Excerpt to read —
--

The battle for Kobane, for weeks now a test of Islamic State reach, Kurdish resilience, US tactics, and Turkish intentions, took a potentially important turn Monday with Turkey’s decision to allow Iraqi Kurdish fighters to cross into Syria to join the battle.
The decision was announced after a weekend of intense fighting for the northern Syrian city and hours after US military officials announced that US cargo planes had dropped ammunition, weapons, and medical supplies to Kobane’s beleaguered defenders.
Turkey’s foreign minister Mevlut Cavusoglu said that Iraqi Kurdish peshmerga fighters would be allowed to assist Kobane, the BBC reported.
While taking in some 200,000 mostly Kurdish refugees from the fighting in Kobane, Turkey has so far resisted mounting pressure from its own Kurdish minority to fight IS itself or allow Turkish Kurds to cross into Syria to join the battle.
Turkey regards the Kurdistan Workers Party (PKK), which has links to the Kurdish defenders of Kobane, as a terrorist organization, and has been wary of allowing the formation of an autonomous Kurdish region in northern Syria. But with Kobane appearing several times recently on the verge of falling to IS, Turkish-Kurdish tensions have spilled over into outbreaks of violence in Turkey in which dozens of people have been killed.
Turkey has opposed US weapons for the Kurdish fighters. On Saturday, President Barack Obama called Turkish President Recep Tayyip Erdogan to say the US would airdrop supplies provided by Iraqi Kurds, the Wall Street Journal reported.
Three U.S. C-130 cargo planes began dropping the weapons and supplies, provided by Kurdish authorities in Iraq, on Sunday, the officials said. Over several hours, the U.S. dropped 27 bundles of small arms, ammunition and supplies.
The mission marks a deeper U.S. involvement in the conflict and comes over the objections of U.S. ally Turkey, which strongly opposes arming the Syrian Kurds.
The U.S. has conducted some 135 airstrikes in the area of Kobani, itself a main focus of the Islamic State militant offensive. U.S. military officials said they have killed hundreds of fighters and damaged scores of combat equipment.

--

Data records —
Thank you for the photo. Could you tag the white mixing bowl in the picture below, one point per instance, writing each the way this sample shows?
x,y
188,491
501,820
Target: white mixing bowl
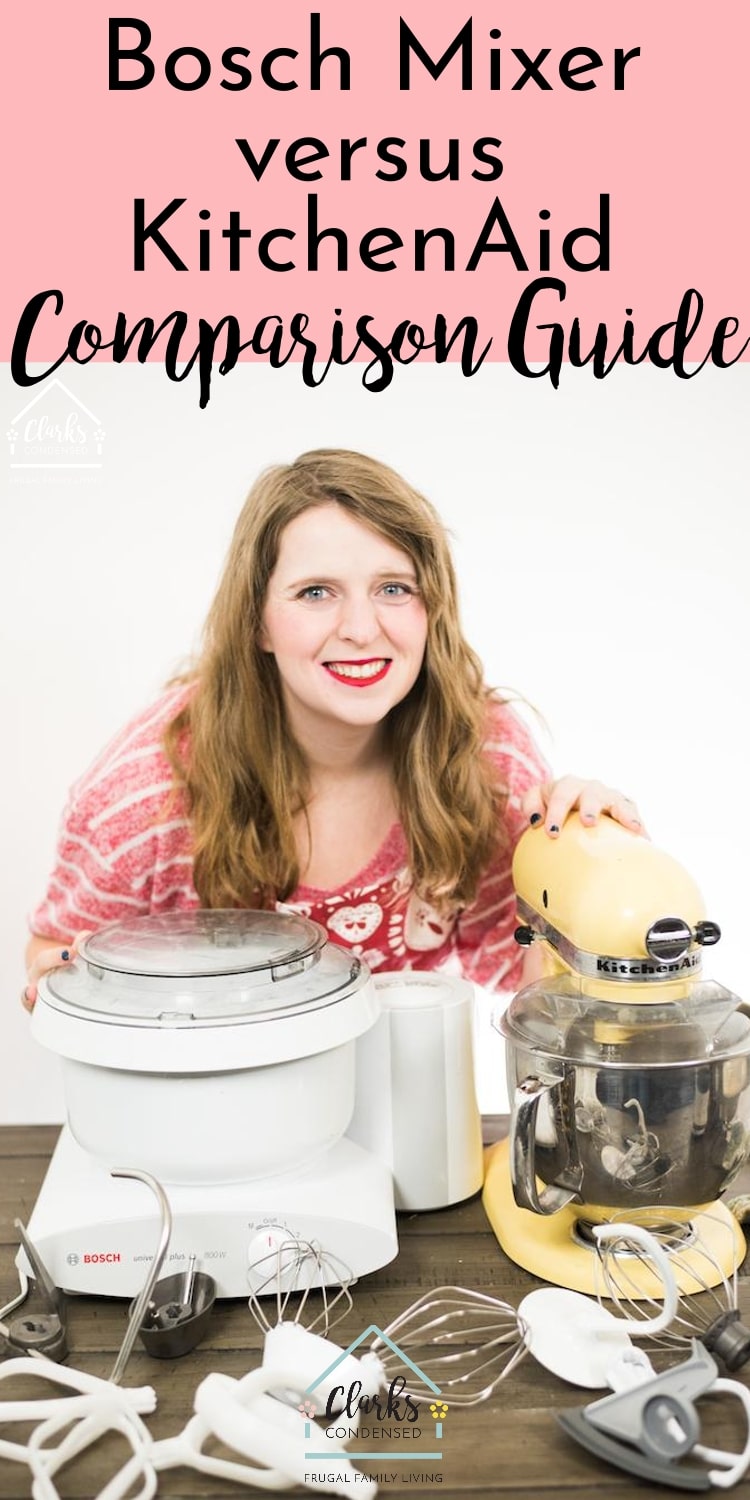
x,y
207,1046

--

Task brief —
Continue the news report on the fight for Kobane, picking up after its final sentence about the US airstrikes.

Task response —
Underscoring both the urgency of the US resupply mission and the delicacy of the US-Turkish discussions on the fight against IS, US Secretary of State John Kerry said Monday in Jakarta that the US had carried out the airdrop because it would be “irresponsible” and “morally very difficult” not to support Kobane’s “valiant” Kurdish defenders, the Associated Press reported.
Speaking in the Indonesian capital on Monday, Kerry told reporters that the administration understood ally Turkey’s concerns about supplying the Kurds, who are linked to a Kurdish group that Ankara fiercely opposes.
But, he said the situation is such in the besieged town of Kobane that the resupplies were deemed absolutely necessary in a “crisis moment.”
“Let me say very respectfully to our allies the Turks that we understand fully the fundamentals of their opposition and ours to any kind of terrorist group and particularly obviously the challenges they face with respect the PKK,” Kerry said. “But we have undertaken a coalition effort to degrade and destroy ISIL, and ISIL is presenting itself in major numbers in this place called Kobane.”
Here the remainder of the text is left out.